> STATED PROBLEM: Convert the listing below into a Markdown table with the columns Row and Line, giving each line its own numbered row and leaving out blank lines. Start at the top of the listing and stop after the line that contains "12, 0, 852, 676".

(Detection examples)
* Begin *
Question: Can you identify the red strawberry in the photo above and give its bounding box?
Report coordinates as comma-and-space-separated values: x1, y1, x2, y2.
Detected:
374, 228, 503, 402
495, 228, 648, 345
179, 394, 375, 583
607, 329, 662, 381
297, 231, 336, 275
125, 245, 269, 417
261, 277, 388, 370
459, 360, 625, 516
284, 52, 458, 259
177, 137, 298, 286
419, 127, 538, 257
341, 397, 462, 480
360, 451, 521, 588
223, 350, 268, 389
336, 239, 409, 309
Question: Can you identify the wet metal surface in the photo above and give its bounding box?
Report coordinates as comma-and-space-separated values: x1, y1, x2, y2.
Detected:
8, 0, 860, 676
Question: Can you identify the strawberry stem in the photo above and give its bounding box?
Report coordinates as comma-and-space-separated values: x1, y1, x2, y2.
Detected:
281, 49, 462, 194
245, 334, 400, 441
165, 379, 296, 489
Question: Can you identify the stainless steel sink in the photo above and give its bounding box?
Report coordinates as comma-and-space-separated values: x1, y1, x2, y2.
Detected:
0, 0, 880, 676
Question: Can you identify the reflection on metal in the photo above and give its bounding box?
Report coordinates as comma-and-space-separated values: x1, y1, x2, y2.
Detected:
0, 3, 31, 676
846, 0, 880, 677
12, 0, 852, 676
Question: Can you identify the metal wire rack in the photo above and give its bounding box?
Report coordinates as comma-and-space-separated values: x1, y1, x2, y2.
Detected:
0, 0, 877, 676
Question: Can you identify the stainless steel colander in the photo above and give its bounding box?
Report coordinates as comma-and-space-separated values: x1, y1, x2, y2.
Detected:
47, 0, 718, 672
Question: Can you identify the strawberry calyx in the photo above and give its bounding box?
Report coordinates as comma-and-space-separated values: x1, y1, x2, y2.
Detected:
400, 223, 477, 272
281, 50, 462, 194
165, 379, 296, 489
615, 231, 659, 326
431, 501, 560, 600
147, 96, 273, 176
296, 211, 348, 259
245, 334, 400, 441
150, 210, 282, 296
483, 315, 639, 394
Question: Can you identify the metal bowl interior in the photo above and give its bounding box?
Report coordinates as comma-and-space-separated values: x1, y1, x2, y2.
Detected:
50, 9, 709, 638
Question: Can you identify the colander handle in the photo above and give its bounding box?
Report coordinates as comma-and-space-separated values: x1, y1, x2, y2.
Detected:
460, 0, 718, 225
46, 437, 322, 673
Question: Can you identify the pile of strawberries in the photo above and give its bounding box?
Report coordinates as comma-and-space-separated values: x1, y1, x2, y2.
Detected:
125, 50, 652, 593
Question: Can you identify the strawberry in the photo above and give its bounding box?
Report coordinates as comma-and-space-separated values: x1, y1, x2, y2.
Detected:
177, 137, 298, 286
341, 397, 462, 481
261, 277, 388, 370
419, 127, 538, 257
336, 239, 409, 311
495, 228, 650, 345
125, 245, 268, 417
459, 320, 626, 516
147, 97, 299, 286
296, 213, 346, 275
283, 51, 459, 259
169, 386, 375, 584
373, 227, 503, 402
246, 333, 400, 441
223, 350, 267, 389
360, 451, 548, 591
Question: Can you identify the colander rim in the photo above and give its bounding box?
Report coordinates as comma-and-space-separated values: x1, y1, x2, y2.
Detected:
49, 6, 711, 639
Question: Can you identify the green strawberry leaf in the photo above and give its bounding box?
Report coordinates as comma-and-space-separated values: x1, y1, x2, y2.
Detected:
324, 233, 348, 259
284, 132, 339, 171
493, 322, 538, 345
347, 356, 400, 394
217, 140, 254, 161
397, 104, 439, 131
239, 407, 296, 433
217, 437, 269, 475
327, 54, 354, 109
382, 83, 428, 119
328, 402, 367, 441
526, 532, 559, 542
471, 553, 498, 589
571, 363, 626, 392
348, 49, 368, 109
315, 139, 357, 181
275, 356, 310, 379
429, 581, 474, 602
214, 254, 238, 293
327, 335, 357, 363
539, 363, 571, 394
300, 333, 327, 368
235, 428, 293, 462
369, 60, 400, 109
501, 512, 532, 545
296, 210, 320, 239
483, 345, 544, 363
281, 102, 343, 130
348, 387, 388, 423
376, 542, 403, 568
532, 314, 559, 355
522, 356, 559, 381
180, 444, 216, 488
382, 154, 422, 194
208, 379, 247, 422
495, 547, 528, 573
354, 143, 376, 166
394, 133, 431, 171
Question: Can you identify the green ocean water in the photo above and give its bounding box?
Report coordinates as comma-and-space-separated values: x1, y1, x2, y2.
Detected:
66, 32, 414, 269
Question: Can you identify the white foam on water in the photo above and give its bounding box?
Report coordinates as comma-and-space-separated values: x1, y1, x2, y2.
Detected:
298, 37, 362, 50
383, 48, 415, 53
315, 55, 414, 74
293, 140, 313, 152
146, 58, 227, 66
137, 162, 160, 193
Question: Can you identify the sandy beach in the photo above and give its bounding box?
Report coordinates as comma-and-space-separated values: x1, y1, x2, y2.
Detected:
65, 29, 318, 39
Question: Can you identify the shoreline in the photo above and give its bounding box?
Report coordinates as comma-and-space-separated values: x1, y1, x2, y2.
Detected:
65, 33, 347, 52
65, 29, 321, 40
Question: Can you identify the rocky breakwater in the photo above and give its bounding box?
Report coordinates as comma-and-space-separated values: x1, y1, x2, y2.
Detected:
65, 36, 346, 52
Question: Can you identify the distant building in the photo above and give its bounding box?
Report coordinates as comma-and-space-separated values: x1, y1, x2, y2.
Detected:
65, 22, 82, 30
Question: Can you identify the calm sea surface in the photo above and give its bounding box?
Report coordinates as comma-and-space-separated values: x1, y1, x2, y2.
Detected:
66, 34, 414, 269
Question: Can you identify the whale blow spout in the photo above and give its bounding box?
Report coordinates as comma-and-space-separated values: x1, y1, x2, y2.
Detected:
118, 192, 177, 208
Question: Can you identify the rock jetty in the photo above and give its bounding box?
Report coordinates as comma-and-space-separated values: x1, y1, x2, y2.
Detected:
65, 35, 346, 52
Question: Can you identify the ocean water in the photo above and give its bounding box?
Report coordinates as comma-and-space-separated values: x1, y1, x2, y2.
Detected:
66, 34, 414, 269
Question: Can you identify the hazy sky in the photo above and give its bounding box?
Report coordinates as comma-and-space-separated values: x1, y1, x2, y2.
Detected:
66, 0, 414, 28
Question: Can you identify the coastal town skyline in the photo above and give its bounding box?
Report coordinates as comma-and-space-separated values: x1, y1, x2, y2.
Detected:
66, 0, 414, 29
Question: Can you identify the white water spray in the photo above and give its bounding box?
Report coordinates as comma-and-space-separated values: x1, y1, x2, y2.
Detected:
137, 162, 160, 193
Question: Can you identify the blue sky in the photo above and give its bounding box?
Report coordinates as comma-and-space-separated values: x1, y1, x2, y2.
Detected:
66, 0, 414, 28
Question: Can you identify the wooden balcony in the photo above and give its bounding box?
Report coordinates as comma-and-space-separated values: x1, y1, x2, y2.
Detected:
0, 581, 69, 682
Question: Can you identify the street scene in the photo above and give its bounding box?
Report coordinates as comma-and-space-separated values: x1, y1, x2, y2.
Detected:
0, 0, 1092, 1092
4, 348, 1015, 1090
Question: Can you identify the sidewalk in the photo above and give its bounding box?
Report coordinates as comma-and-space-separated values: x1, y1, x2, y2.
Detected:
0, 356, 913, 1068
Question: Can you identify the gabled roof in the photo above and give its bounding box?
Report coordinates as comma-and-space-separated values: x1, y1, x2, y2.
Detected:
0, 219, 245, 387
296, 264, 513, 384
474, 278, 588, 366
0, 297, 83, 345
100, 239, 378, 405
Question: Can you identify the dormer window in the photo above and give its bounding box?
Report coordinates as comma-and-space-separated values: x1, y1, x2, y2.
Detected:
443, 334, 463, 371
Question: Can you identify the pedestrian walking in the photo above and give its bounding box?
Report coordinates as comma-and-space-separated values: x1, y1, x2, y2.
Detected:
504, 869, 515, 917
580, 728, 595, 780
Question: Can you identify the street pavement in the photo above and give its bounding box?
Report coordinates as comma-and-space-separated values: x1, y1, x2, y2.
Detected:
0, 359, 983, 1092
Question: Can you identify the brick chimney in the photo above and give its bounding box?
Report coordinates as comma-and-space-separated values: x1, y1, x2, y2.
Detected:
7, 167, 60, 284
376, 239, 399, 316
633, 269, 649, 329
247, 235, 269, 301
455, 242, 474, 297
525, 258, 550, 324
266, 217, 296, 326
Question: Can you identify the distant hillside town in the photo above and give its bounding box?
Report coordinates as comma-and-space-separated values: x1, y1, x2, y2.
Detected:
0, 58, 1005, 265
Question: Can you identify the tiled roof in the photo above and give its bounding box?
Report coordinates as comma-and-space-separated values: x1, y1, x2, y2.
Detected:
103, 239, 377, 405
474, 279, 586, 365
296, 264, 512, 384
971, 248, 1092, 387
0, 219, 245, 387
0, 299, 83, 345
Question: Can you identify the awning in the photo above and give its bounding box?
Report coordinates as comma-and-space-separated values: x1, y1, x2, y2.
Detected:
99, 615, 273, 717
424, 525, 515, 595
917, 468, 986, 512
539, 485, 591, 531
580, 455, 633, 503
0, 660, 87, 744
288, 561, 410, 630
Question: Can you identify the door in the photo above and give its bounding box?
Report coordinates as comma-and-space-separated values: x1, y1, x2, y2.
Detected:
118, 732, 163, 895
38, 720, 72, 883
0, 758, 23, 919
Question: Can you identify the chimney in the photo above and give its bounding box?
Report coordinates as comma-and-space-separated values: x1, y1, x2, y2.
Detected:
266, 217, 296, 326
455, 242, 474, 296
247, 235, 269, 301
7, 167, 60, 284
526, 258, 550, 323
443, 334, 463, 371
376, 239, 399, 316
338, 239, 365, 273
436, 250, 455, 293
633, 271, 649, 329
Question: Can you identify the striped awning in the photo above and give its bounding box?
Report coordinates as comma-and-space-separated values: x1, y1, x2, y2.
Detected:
* End *
> FINAL RESULT:
| Row | Line |
|---|---|
| 1 | Question: Can you identify the red strawberry in the photo above and give its bounding box? |
| 2 | Report coordinates as comma-and-space-separated values: x1, y1, x2, y2. |
| 3 | Detected: |
| 4 | 374, 228, 503, 402 |
| 5 | 495, 228, 648, 345 |
| 6 | 179, 394, 375, 583 |
| 7 | 607, 329, 662, 381 |
| 8 | 297, 231, 336, 275 |
| 9 | 125, 245, 269, 417 |
| 10 | 261, 277, 388, 370 |
| 11 | 459, 360, 625, 516 |
| 12 | 284, 52, 458, 259 |
| 13 | 177, 137, 298, 286 |
| 14 | 419, 127, 538, 257 |
| 15 | 341, 397, 462, 480 |
| 16 | 360, 451, 521, 588 |
| 17 | 223, 350, 268, 389 |
| 18 | 336, 239, 409, 309 |
| 19 | Question: Can you identify the wet metal surface in the photo above and give its bounding box? |
| 20 | Report coordinates as comma-and-space-separated values: x1, y1, x2, y2. |
| 21 | Detected: |
| 22 | 8, 0, 860, 676 |
| 23 | Question: Can you identify the strawberry stem in the photo above and give its bounding box? |
| 24 | Report coordinates as comma-and-space-separated values: x1, y1, x2, y2. |
| 25 | Detected: |
| 26 | 281, 49, 462, 194 |
| 27 | 245, 334, 400, 441 |
| 28 | 165, 379, 296, 489 |
| 29 | Question: Can you identify the stainless steel sink in the photo above and give its bounding box? |
| 30 | Report coordinates as comma-and-space-separated values: x1, y1, x2, y2. |
| 31 | Detected: |
| 32 | 0, 0, 880, 676 |
| 33 | Question: Can you identify the reflection on metal in the photo above and give its bounding box? |
| 34 | Report coordinates as comma-and-space-separated values: x1, y1, x2, y2. |
| 35 | Detected: |
| 36 | 0, 3, 31, 676 |
| 37 | 846, 0, 880, 677 |
| 38 | 12, 0, 852, 676 |